● GIVEN PROBLEM: Convert every line of text in the entries below into a JSON list of strings, one string per line, with blank lines dropped. Omit the pictures from the output.

● MATERIAL PROVIDED:

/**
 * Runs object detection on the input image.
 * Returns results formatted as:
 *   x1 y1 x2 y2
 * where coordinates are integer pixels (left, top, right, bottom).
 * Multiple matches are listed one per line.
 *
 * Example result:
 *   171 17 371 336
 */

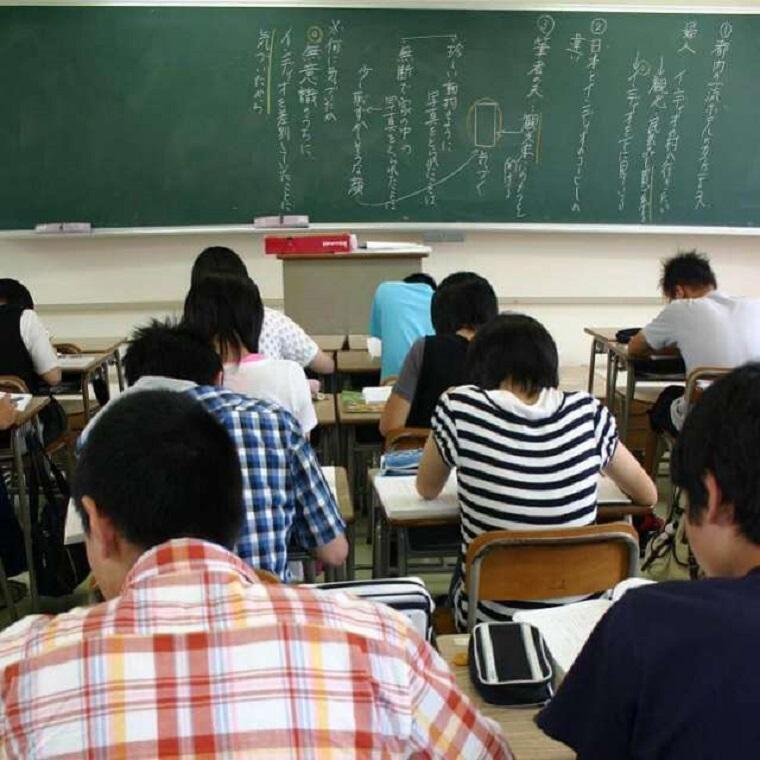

● RESULT FOR THIS EXERCISE:
[
  "/**",
  " * Runs object detection on the input image.",
  " * Returns results formatted as:",
  " *   x1 y1 x2 y2",
  " * where coordinates are integer pixels (left, top, right, bottom).",
  " * Multiple matches are listed one per line.",
  " *",
  " * Example result:",
  " *   171 17 371 336",
  " */"
]